Readers may well know, if there’s one thing I really care about, it’s digital preservation. Actually no, delete that. I don’t care about digital preservation AT ALL. If there’s one thing I really care about, it’s trying to ensure that people in the future can read and use important digital objects from their (and our own) past. That’s why I’m really pumped up about Jason Scott’s call that we make November 2012 as “SOLVE THE FILE FORMAT PROBLEM MONTH”. It’s a great post, go read it…
You’re back? Good. Remember, this is a problem that we “digital preservation experts” (and I think I can still just about include myself in that category) have been waffling on about for years. It is a real problem, although I have claimed it is not as bad as we used to think. David Rosenthal has called format obsolescence “the Prostate Cancer of Preservation“, not in relation to any sudden swift deadliness, but rather a widespread nature with in most cases not very severe effects (my half of the human race is much more likely to die with prostate cancer than because of it). And he points out that many of the proposed approaches to format obsolescence risk causing more damage than benign neglect would have done. You read David’s post? Great to see you back again…
There have been various approaches to aspects of this problem. One approach is to try to gather authoritative information about the various file formats in registries; PRONOM is one example of this approach; the proposed Global Digital Format Registry (GDFR) is another. Another (linked) approach is to provide tools to help identify the file type class of a particular file found “in the wild” as it were, based on various clues around and within the file. DROID is one example. Still another approach is to try to ensure that files of a particular format are wellformed by validating them; JHOVE is such a tool.
One problem with these approaches has been the demand for an authoritative view. They are the results of collaborations of insiders. They ignore the vast amount of information held outside the insiders. Was it Bill Joy of Sun who said “most of the smartest people work for somebody else“? Well, most of the information about file formats is known by people other than the insiders and experts. Gamers, hobbyists and the back-bedroom crew fascinated by old stuff kniw far more about many more formats than do the insiders and experts.
That’s what is so refreshing about Jason Scott’s call to arms. He doesn’t care about insiders and experts. I have no idea what Jason Scott thinks about OAIS or the subtleties of representation information, but I’d be willing to bet that it’s way more “expletive deleted” than my own jaundiced view. Get smart people to work together to do stuff, that’s a positive and valuable attitude.
But… what is the file format problem that we need to solve? It could be
- lists of file formats with useful information about them
- file format specifications (and variations)
- tools to identify file formats, given files (cf DROID etc)
- tools to validate file formats (cf JHOVE)
- tools to migrate file formats from obsolescent to more modern forms (also known as “Save As…”)
- tools to emulate older environments to allow obsolescent file formats to be handled
- tools to process obsolescent file formats in current environments (related to “migration on demand”)
- all of the above… gathering all available information about file formats and tools for handling them together.
… or other things I haven’t thought of!
I don’t know quite what Jason has in mind but if he gets even part of that done it’s likely to be something useful. My guess is he’ll be looking for maximum impact rather than maximum polish or maximum “correctness”. I’d like to join in!

__TASKS__
1 - From the post on the file format problem, list every person it mentions by name.
2 - In the post on the file format problem, rewrite everything from "I don’t know" down to "to join in!", swapping "maximum" for "greatest".
3 - Answer these from the post on the file format problem:
(a) Besides the proposed Global Digital Format Registry, which registry is named as an example?
(b) What did David Rosenthal call format obsolescence?
(c) Which tool is given as an example of validating that files are wellformed?

__DATASET EXCERPTS__
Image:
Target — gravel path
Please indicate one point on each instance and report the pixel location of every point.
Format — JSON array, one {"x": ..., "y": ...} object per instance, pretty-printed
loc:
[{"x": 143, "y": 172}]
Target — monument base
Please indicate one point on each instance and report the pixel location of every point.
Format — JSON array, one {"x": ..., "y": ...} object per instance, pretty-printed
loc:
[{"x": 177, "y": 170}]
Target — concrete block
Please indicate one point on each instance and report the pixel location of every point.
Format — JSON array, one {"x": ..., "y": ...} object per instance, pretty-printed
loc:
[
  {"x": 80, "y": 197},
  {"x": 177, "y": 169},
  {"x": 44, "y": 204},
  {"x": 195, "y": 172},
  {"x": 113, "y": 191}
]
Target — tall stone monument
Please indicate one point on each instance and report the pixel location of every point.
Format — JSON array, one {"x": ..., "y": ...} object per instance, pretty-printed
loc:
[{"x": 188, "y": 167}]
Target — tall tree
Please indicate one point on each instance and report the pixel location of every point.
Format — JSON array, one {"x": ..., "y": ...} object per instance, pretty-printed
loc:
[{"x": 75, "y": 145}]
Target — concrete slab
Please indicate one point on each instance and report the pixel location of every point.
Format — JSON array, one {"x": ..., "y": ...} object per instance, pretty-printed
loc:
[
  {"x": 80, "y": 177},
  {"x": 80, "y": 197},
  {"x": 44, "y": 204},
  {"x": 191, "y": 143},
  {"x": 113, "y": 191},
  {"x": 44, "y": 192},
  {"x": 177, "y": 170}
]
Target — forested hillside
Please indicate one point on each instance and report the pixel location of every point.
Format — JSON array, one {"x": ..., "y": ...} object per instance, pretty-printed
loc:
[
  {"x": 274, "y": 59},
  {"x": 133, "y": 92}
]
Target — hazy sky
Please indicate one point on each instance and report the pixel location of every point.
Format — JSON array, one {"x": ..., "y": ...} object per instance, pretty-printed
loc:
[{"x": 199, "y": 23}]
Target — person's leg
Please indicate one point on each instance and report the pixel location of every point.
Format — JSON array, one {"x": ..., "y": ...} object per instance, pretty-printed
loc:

__RESPONSES IN ORDER__
1 - Jason Scott, David Rosenthal, Bill Joy

2 -
I don’t know quite what Jason has in mind but if he gets even part of that done it’s likely to be something useful. My guess is he’ll be looking for greatest impact rather than greatest polish or greatest “correctness”. I’d like to join in!

3 -
(a) PRONOM
(b) "the Prostate Cancer of Preservation"
(c) JHOVE